## BEGIN Supplied material

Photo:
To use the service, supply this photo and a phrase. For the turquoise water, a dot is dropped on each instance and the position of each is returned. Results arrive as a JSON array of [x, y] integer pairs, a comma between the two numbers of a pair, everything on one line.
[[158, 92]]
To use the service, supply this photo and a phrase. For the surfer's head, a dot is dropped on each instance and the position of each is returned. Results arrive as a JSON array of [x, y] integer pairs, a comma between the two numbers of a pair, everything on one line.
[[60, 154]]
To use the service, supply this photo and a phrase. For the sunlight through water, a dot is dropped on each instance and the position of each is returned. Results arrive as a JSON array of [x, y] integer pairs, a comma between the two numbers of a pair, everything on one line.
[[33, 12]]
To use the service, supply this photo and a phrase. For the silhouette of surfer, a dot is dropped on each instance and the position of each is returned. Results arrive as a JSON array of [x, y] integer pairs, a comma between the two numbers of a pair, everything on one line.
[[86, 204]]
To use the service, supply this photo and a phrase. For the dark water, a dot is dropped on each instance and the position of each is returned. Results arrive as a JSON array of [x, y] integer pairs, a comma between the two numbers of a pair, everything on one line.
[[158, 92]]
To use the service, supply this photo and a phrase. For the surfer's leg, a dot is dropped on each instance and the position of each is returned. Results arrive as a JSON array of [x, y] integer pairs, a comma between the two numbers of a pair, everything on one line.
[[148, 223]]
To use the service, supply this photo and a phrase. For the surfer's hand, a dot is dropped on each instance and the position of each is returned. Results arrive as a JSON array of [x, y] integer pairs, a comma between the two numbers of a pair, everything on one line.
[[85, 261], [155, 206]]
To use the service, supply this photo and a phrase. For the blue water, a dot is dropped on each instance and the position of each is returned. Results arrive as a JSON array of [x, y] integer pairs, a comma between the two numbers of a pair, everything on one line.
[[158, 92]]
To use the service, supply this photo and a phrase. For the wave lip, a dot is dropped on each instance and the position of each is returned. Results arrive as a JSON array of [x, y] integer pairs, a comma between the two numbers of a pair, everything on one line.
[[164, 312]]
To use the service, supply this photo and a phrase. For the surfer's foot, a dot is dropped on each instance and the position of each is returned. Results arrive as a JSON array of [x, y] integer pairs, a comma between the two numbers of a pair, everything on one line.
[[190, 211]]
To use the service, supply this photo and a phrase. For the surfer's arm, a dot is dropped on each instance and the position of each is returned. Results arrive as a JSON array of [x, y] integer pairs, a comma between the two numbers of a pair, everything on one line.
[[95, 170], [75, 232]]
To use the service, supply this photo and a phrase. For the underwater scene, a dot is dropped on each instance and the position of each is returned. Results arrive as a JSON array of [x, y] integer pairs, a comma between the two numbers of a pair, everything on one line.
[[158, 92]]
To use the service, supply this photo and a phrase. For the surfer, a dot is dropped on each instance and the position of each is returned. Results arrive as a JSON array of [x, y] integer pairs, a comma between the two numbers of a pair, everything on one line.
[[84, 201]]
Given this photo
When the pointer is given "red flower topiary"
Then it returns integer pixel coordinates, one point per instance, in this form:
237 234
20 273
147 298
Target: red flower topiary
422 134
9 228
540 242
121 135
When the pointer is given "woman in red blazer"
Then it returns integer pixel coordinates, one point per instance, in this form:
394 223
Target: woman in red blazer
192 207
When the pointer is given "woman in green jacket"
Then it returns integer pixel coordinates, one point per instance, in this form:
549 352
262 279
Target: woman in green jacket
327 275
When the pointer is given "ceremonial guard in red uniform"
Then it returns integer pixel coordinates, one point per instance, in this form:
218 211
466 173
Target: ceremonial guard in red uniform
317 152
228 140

## END Supplied material

■ **Task prompt**: Please extract every one of the records above and reproduce each line word for word.

■ **Finished answer**:
Photo:
To use the service, supply this photo and a phrase. For the turquoise water, a dot is dropped on each instance and the position of each is returned. Results arrive as a JSON array of [x, y] integer pairs, a comma between the two numbers of a pair, everything on one line.
[[158, 92]]
To use the service, supply this photo and a phrase. For the surfer's head, a dot is dropped on each instance and the position of each is returned. Results arrive as a JSON array of [x, y] integer pairs, a comma between the two numbers of a pair, everything on one line.
[[60, 154]]
To use the service, supply this photo and a phrase. For the sunlight through water, a dot is dropped on each instance and the position of each is returned. Results arrive as a JSON array of [x, y] integer pairs, a comma between the two numbers of a pair, everything on one line.
[[33, 12]]
To use the service, supply this photo and a phrase. For the silhouette of surfer, a dot is dropped on each instance and the position of each is returned. Results arrive as a JSON array of [x, y] integer pairs, a comma between the two numbers of a pair, everything on one line.
[[86, 204]]
To use the service, supply this photo and a phrase. For the dark water, a dot is dropped on each instance and the position of each is returned. Results arrive as a JSON array of [x, y] integer pairs, a comma between the two numbers of a pair, everything on one line.
[[158, 92]]
To use the service, supply this photo and a phrase. For the surfer's leg, a dot is dropped on each instance and the position of each is returned. Results arrive as a JSON array of [x, y] integer pairs, a comma between the two numbers of a pair, everything on one line.
[[148, 223]]
To use the service, supply this photo and a phrase. For the surfer's hand, a dot is dropped on each instance and the position of each is returned. Results arrive as a JSON array of [x, y] integer pairs, a comma between the two numbers of a pair, everything on one line.
[[85, 261], [155, 206]]
To use the service, supply this photo and a phrase. For the blue water, a dot is dropped on each instance and the position of each is returned. Results arrive as a JSON array of [x, y] integer pairs, a comma between the two numbers of a pair, everything on one line.
[[158, 92]]
To use the service, supply this photo and a phrase. For the wave lip, a dot is dropped on each instance and the position of each is returned. Results arrive as a JSON array of [x, y] integer pairs, a comma between the two numbers of a pair, everything on one line.
[[164, 312]]
To use the service, supply this photo and a phrase. For the surfer's foot, a dot is dropped on each instance and the position of each is returned. Results arrive as a JSON array of [x, y] integer pairs, a comma between the two numbers of a pair, everything on one line.
[[190, 211]]
To use the service, supply this photo and a phrase. For the surfer's arm, a dot is dropped on each instance and the position of each is returned. Results arrive as a JSON array of [x, y] integer pairs, a comma between the two numbers of a pair, everything on one line.
[[95, 170], [75, 232]]
To use the service, supply this photo and a phrase. For the underwater scene, a dot is dropped on each instance and the position of each is returned. Results arrive as a JSON array of [x, y] integer pairs, a comma between the two numbers of a pair, everything on one line.
[[158, 92]]
To use the service, supply this photo and a phrase. For the surfer, a dot is dropped on each instance and the position of each is returned. Results arrive as a JSON array of [x, y] integer pairs, a comma between the two numbers of a pair, everything on one line.
[[84, 201]]
Given this photo
When the pointer is given "red flower topiary"
Then it returns integer pixel coordinates, one point per instance, in this form:
237 234
20 273
147 298
Target: red flower topiary
422 134
9 228
540 242
121 135
When the pointer is given "woman in red blazer"
Then it returns integer pixel coordinates, one point per instance, in this form:
394 223
Target: woman in red blazer
192 207
When the pointer is given "woman in green jacket"
Then it returns integer pixel coordinates, one point per instance, in this form:
549 352
262 279
Target: woman in green jacket
327 275
When the pointer is given "ceremonial guard in red uniform"
Then it returns integer pixel coordinates, one point per instance, in this form:
218 211
466 173
Target: ceremonial guard in red uniform
317 152
228 140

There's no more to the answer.